START Extract provided

In 1944, Republican congresswoman Winifred C. Stanley from Buffalo, N.Y. introduced H.R. 5056, Prohibiting Discrimination in Pay on Account of Sex, which did not pass at the time. The issue languished until 10 June 1963, when Congress passed the Equal Pay Act ("EPA" or the "Act") as an amendment to the Fair Labor Standards Act, to "prohibit discrimination on account of sex in the payment of wages by employers."

Congress included within the text of the EPA a clear and concise policy statement and briefly described the problems it was intended to remedy. The clear statement of Congressional intent and policy guiding the EPA’s enactment indicate the Congressional desire to fashion a broad remedial framework to protect employees from wage discrimination on the basis of sex. The Supreme Court has expressly recognized the view that the EPA must be broadly construed to achieve Congress’ goal of remedying sexual discrimination. Congress passed the EPA out of "concern for the weaker bargaining position of women" to provide a remedy to discriminatory wage structures that reflect "an ancient but outmoded belief that a man, because of his role in society, should be paid more than a woman." The EPA protects both men and women. It also protects administrative, professional and executive employees who are exempt under the Fair Labor Standards Act.

The EPA, Section 206(d)(1), prohibits "employer[s] ... [from] discriminat[ing] … on the basis of sex by paying wages to employees [...] at a rate less than the rate [paid] to employees of the opposite sex [...] for equal work on jobs [requiring] equal skill, effort, and responsibility, and which are performed under similar working conditions[.]" To establish a prima facie case under the EPA, an employee must show that:
1. different wages are paid to employees of the opposite sex;
2. the employees perform substantially equal work on jobs requiring equal skill, effort, and responsibility; and
3. the jobs are performed under similar working conditions.

The EPA provides that the employer may not pay lower wages to employees of one gender than it pays to employees of the other gender, employees within the same establishment for equal work at jobs that require equal skill, effort, and responsibility, and that are performed under similar working conditions.

The EPA does not contain any intent requirement within the statutory language. Liability under the EPA is established by meeting the three elements of the prima facie case, regardless of the intention of the employer. As such, the EPA imposes strict liability on employers who engage in wage discrimination on the basis of sex.

END Extract provided
START Listed entries

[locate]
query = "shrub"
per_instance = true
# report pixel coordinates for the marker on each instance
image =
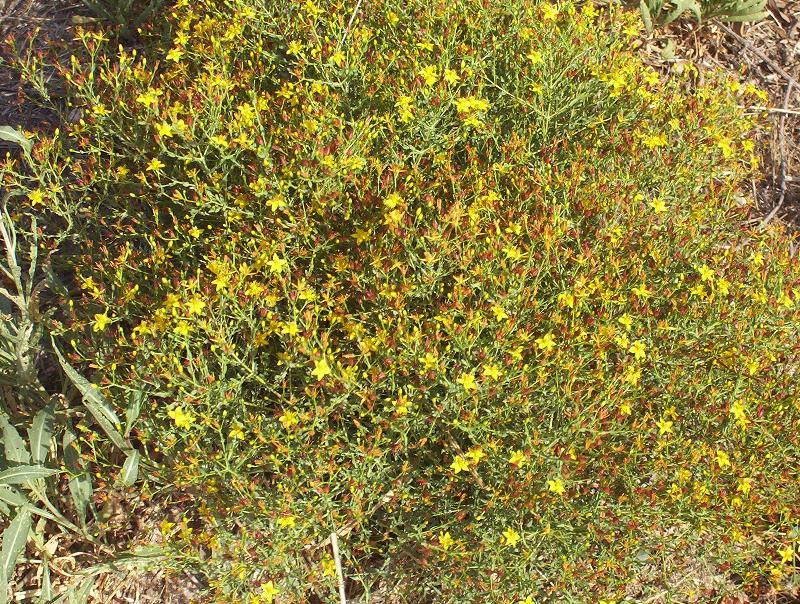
(465, 282)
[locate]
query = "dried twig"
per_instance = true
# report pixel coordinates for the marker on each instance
(350, 23)
(759, 53)
(782, 178)
(758, 108)
(339, 572)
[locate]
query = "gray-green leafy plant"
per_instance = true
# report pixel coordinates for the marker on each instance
(39, 441)
(658, 13)
(128, 15)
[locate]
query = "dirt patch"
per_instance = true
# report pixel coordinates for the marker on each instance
(31, 28)
(766, 53)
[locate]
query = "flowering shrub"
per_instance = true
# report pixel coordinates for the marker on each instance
(465, 282)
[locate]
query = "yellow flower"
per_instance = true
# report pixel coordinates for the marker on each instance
(290, 329)
(392, 201)
(499, 312)
(268, 592)
(321, 369)
(723, 461)
(288, 419)
(511, 537)
(556, 485)
(101, 321)
(429, 74)
(149, 98)
(174, 54)
(492, 371)
(547, 342)
(744, 486)
(195, 305)
(467, 380)
(277, 265)
(429, 361)
(517, 458)
(787, 554)
(155, 165)
(404, 108)
(549, 12)
(460, 464)
(706, 274)
(164, 130)
(638, 350)
(566, 299)
(658, 206)
(475, 454)
(182, 328)
(182, 419)
(36, 197)
(626, 321)
(338, 58)
(535, 57)
(277, 202)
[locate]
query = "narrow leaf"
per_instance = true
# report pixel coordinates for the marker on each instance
(22, 474)
(130, 469)
(14, 446)
(7, 133)
(95, 402)
(135, 399)
(80, 485)
(12, 496)
(46, 593)
(14, 539)
(41, 432)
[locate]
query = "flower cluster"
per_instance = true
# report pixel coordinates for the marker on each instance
(465, 280)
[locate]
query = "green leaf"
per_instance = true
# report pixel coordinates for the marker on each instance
(130, 469)
(46, 592)
(7, 133)
(14, 446)
(41, 432)
(135, 399)
(22, 474)
(95, 402)
(12, 496)
(14, 539)
(80, 485)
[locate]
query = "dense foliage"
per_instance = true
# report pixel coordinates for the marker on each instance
(465, 282)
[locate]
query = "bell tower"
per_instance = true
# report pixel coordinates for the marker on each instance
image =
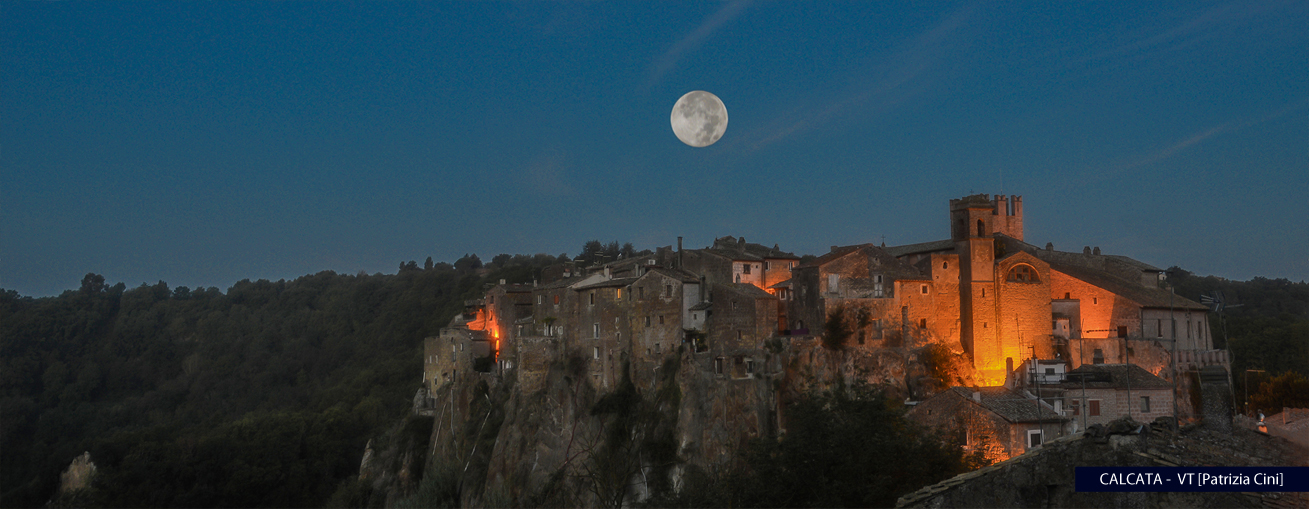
(971, 227)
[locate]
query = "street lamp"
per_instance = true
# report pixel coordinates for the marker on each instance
(1248, 387)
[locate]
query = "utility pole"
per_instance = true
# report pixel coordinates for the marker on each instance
(1172, 293)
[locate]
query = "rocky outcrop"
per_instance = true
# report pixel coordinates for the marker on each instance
(79, 475)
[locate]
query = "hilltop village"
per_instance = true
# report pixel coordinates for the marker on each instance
(1007, 343)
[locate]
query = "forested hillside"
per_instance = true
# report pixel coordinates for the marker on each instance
(263, 395)
(1266, 327)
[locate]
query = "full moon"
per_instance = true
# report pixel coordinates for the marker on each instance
(699, 118)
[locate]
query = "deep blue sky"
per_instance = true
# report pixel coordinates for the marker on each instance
(204, 143)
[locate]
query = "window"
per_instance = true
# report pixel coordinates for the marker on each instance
(1033, 438)
(1024, 274)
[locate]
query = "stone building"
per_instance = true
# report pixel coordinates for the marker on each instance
(996, 421)
(1100, 393)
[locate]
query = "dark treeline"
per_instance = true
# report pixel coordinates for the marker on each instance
(261, 397)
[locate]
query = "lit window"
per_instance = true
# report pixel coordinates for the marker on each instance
(1033, 438)
(1024, 274)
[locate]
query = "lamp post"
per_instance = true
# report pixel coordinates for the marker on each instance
(1248, 387)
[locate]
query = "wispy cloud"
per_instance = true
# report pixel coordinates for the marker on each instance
(695, 38)
(1204, 135)
(886, 83)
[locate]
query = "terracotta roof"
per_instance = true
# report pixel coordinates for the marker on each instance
(1113, 376)
(837, 253)
(1144, 296)
(676, 274)
(1009, 404)
(748, 289)
(611, 283)
(947, 245)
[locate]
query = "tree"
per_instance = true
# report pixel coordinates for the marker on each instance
(93, 283)
(835, 331)
(467, 263)
(1288, 390)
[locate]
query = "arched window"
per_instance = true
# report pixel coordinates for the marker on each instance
(1024, 274)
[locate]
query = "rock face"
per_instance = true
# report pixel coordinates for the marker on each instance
(556, 438)
(1045, 476)
(79, 475)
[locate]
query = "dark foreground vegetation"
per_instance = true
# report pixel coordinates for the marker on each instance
(263, 395)
(266, 395)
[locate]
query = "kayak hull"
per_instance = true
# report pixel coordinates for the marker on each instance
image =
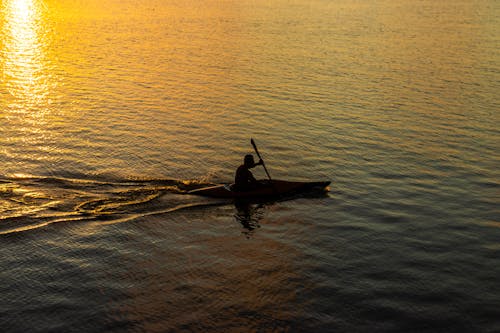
(274, 188)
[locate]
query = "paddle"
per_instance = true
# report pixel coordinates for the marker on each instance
(258, 155)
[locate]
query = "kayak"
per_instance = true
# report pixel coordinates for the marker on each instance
(274, 188)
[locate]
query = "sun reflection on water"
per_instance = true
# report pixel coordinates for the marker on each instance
(24, 73)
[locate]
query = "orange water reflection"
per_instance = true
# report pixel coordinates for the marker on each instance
(23, 67)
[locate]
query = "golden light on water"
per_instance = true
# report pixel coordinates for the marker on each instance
(24, 74)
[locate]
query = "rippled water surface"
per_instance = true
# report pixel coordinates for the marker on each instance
(112, 110)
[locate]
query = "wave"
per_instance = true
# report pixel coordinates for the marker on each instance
(30, 202)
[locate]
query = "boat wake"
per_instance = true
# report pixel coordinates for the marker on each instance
(28, 202)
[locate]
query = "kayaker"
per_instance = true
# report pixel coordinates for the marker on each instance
(244, 180)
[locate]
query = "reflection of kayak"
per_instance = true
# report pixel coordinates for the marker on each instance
(268, 188)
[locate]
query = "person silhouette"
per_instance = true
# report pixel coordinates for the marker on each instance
(244, 179)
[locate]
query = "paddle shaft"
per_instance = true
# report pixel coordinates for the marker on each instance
(260, 158)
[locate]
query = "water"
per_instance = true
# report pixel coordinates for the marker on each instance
(111, 110)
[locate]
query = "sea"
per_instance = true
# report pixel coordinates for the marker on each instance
(112, 110)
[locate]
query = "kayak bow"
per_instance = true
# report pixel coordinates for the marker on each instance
(272, 188)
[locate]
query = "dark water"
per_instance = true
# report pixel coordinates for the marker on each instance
(111, 110)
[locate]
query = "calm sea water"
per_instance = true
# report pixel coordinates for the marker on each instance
(111, 109)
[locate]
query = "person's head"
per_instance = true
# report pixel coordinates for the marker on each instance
(249, 161)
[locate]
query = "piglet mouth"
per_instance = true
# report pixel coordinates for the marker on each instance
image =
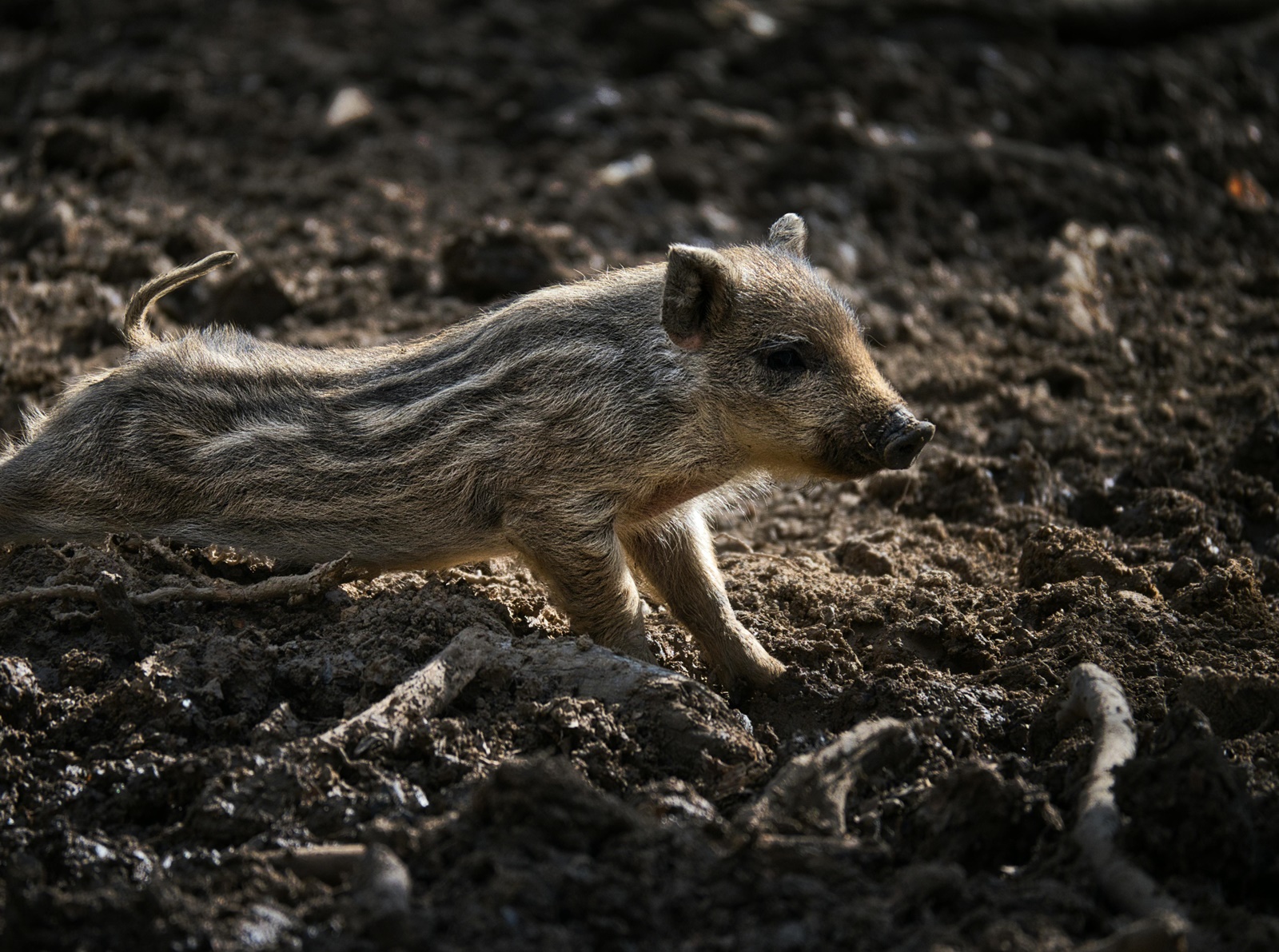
(903, 439)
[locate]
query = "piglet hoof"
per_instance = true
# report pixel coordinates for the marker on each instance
(742, 677)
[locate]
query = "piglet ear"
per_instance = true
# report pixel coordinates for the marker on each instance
(699, 294)
(790, 234)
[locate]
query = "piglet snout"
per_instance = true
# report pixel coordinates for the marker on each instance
(905, 438)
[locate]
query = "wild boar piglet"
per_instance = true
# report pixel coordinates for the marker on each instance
(588, 428)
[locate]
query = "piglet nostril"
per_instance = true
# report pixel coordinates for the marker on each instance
(905, 448)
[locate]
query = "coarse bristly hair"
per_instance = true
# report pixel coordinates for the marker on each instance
(588, 428)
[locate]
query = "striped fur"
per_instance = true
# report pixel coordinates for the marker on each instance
(568, 426)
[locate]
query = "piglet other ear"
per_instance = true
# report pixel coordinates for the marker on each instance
(699, 293)
(790, 234)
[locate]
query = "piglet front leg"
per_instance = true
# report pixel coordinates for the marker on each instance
(586, 570)
(677, 558)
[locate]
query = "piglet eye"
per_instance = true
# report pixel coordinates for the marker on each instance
(786, 360)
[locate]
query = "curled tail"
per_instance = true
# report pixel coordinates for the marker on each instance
(136, 333)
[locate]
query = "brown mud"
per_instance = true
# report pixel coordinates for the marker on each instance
(1067, 256)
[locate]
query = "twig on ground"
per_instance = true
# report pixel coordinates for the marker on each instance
(328, 862)
(313, 583)
(1098, 696)
(809, 794)
(1159, 933)
(400, 715)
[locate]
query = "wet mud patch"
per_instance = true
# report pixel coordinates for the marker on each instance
(1065, 255)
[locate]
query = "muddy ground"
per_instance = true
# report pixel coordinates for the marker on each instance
(1059, 237)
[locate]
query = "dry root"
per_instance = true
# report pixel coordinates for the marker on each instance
(1099, 698)
(400, 715)
(809, 794)
(109, 592)
(1159, 933)
(691, 721)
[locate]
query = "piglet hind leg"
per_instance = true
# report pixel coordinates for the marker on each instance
(678, 560)
(588, 573)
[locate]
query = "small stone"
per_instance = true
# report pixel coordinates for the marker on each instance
(626, 169)
(349, 106)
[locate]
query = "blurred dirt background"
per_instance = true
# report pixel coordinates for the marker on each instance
(1058, 232)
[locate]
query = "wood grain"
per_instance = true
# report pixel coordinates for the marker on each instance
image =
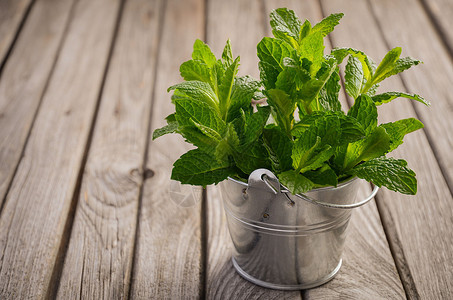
(99, 257)
(37, 205)
(12, 12)
(440, 12)
(24, 80)
(368, 270)
(432, 79)
(169, 258)
(422, 222)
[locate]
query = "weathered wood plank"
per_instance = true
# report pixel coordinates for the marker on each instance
(37, 205)
(169, 259)
(441, 12)
(24, 79)
(422, 228)
(368, 270)
(12, 13)
(411, 29)
(243, 23)
(99, 257)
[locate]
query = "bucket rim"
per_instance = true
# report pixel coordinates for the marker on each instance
(324, 188)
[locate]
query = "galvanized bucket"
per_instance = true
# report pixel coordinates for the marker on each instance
(284, 241)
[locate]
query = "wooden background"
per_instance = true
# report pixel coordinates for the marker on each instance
(85, 210)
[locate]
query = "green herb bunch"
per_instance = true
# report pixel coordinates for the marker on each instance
(301, 134)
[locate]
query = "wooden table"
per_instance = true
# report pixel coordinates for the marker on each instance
(84, 192)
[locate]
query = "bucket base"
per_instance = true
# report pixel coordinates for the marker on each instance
(283, 286)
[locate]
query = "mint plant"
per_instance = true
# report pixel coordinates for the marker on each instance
(301, 133)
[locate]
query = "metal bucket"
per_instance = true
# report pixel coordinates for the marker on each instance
(284, 241)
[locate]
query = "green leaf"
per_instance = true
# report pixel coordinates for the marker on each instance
(310, 156)
(389, 172)
(194, 136)
(328, 24)
(254, 125)
(285, 25)
(195, 70)
(197, 90)
(351, 129)
(365, 111)
(368, 66)
(386, 64)
(273, 51)
(226, 88)
(324, 176)
(279, 147)
(268, 74)
(202, 52)
(199, 168)
(295, 182)
(353, 77)
(397, 130)
(305, 30)
(310, 90)
(244, 89)
(328, 95)
(312, 48)
(189, 111)
(252, 158)
(228, 145)
(283, 107)
(171, 127)
(390, 65)
(389, 96)
(227, 55)
(374, 145)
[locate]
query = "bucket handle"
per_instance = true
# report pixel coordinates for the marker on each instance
(329, 205)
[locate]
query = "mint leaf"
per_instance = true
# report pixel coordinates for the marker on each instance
(254, 125)
(283, 107)
(171, 127)
(310, 156)
(324, 176)
(351, 129)
(374, 145)
(285, 25)
(199, 168)
(397, 130)
(328, 24)
(390, 65)
(295, 182)
(203, 53)
(328, 95)
(368, 66)
(244, 90)
(305, 30)
(226, 87)
(195, 70)
(386, 64)
(365, 111)
(312, 48)
(279, 147)
(194, 136)
(389, 96)
(197, 90)
(227, 54)
(188, 111)
(353, 77)
(273, 51)
(252, 158)
(389, 172)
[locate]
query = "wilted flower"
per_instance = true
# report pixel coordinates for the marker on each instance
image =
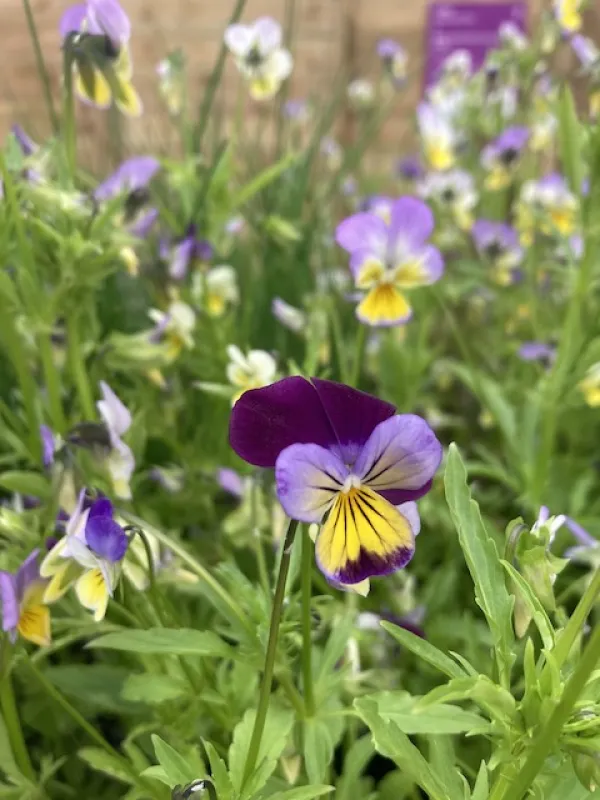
(453, 191)
(216, 290)
(171, 82)
(499, 244)
(502, 156)
(176, 326)
(90, 556)
(96, 33)
(289, 316)
(22, 598)
(259, 55)
(120, 461)
(361, 93)
(345, 454)
(252, 371)
(438, 136)
(386, 259)
(394, 59)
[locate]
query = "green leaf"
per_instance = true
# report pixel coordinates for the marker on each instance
(482, 560)
(165, 641)
(301, 793)
(391, 742)
(277, 728)
(536, 609)
(31, 483)
(152, 689)
(424, 650)
(176, 767)
(318, 750)
(102, 761)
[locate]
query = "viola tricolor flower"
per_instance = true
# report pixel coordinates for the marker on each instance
(394, 59)
(24, 613)
(344, 455)
(89, 556)
(259, 55)
(498, 243)
(117, 419)
(502, 156)
(216, 290)
(97, 35)
(387, 259)
(439, 137)
(251, 371)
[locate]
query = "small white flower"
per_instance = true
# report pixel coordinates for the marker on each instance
(260, 57)
(257, 368)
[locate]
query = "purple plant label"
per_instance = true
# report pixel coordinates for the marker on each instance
(466, 26)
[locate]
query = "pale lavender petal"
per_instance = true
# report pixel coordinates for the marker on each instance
(402, 453)
(364, 231)
(308, 477)
(9, 601)
(412, 221)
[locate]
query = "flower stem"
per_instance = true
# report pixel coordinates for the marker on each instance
(307, 566)
(78, 370)
(10, 715)
(547, 737)
(265, 689)
(41, 65)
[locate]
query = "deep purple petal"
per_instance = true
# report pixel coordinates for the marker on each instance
(9, 601)
(308, 477)
(364, 231)
(402, 453)
(72, 20)
(412, 221)
(106, 538)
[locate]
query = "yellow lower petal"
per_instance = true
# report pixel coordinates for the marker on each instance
(364, 535)
(92, 593)
(34, 625)
(384, 305)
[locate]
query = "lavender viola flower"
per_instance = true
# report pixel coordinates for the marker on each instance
(97, 33)
(23, 610)
(502, 156)
(344, 455)
(388, 258)
(189, 250)
(499, 244)
(394, 59)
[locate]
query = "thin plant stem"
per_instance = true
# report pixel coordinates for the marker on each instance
(10, 715)
(41, 66)
(78, 368)
(267, 682)
(307, 676)
(53, 386)
(548, 736)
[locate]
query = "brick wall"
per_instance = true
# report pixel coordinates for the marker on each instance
(329, 35)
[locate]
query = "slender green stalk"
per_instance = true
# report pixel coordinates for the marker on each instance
(307, 567)
(53, 387)
(41, 66)
(78, 369)
(265, 689)
(548, 736)
(214, 81)
(200, 571)
(574, 626)
(10, 715)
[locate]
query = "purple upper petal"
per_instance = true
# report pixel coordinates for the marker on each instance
(297, 411)
(412, 221)
(72, 20)
(106, 538)
(9, 601)
(132, 174)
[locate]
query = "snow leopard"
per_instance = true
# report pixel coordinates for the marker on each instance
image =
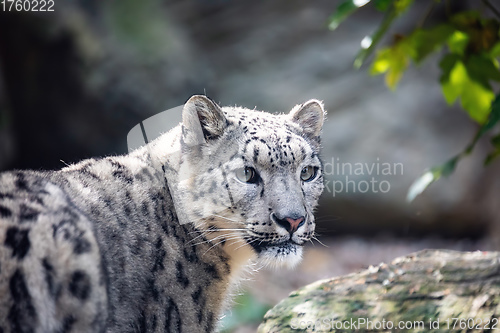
(158, 239)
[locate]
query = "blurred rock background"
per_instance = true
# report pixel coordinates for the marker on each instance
(73, 82)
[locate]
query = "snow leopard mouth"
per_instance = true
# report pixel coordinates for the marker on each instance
(288, 246)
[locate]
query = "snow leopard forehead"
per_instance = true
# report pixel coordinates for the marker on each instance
(269, 140)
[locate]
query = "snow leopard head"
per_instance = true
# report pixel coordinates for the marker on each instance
(251, 180)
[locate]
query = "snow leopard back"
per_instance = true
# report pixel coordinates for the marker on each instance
(98, 246)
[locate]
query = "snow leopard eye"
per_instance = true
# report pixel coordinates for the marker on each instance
(308, 173)
(247, 175)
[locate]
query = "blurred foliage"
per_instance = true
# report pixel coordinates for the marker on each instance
(247, 310)
(469, 44)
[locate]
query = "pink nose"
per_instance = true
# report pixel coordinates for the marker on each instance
(295, 224)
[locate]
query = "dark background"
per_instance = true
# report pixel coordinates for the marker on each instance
(75, 81)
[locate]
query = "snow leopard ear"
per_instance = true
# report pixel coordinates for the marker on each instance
(202, 120)
(310, 117)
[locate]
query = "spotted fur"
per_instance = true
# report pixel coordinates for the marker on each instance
(154, 241)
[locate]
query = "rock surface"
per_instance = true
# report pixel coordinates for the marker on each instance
(424, 291)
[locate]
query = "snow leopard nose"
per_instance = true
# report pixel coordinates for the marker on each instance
(291, 224)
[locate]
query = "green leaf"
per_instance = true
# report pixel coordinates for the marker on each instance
(402, 5)
(429, 177)
(458, 41)
(481, 69)
(493, 118)
(474, 97)
(344, 10)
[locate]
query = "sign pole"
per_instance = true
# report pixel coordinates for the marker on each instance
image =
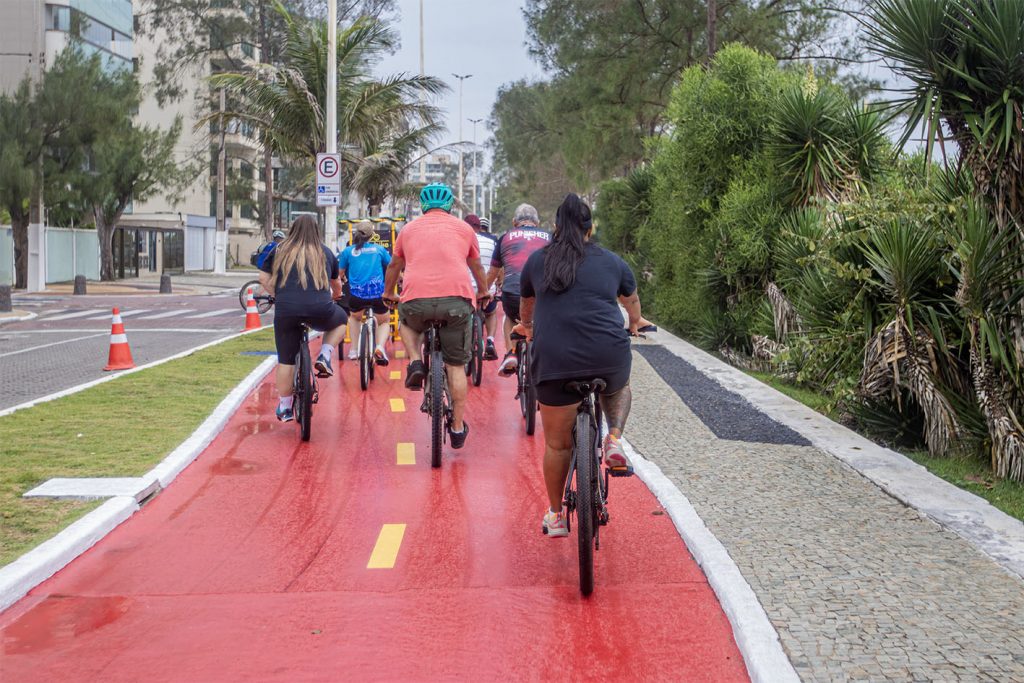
(331, 226)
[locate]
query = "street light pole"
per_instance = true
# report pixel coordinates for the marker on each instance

END Listed entries

* _Directions_:
#1 In the passage on the Equal Pay Act, copy out the stretch that opens with the words containing "The EPA does" and closes with "in wage discrimination on the basis of sex.", renaming "strict liability" as "no-fault liability".
#2 Answer these questions from the passage on the Equal Pay Act.
(a) What bill did Winifred C. Stanley introduce in 1944?
(b) Which employees exempt under the Fair Labor Standards Act does the EPA also protect?
(c) What kind of liability does the EPA impose on employers who engage in wage discrimination on the basis of sex?
#3 Continue the passage on the Equal Pay Act, picking up after its last sentence.

* _Expected responses_:
#1
The EPA does not contain any intent requirement within the statutory language. Liability under the EPA is established by meeting the three elements of the prima facie case, regardless of the intention of the employer. As such, the EPA imposes no-fault liability on employers who engage in wage discrimination on the basis of sex.

#2
(a) H.R. 5056, Prohibiting Discrimination in Pay on Account of Sex.
(b) Administrative, professional and executive employees.
(c) Strict liability.

#3
Once a plaintiff meets her or his heavy burden and establishes a prima facie case of gender discrimination under the EPA, then the defendant may avoid liability only by proving the existence of one of four statutory affirmative defenses. The EPA’s four affirmative defenses allow unequal pay for equal work when the wages are set "pursuant to (i) a seniority system; (ii) a merit system; (iii) a system which measures earnings by quantity or quality of production; or (iv) ... any other factor other than sex[.]"

==Congressional intent==
Upon its initial enactment, the EPA was "the first step towards an adjustment of balance in pay for women.” As a part of the Fair Labor Standards Act of 1938, the EPA was subject to the scope and exceptions of covered employees and employers contained within that act. On the floor of the House of Representatives, many Representatives voiced their concern that the EPA should act as the starting point for establishing pay parity for women. Subsequent to the enactment of the EPA, Congress undertook two actions which broadened the scope of federal protection against wage discrimination on the basis of sex.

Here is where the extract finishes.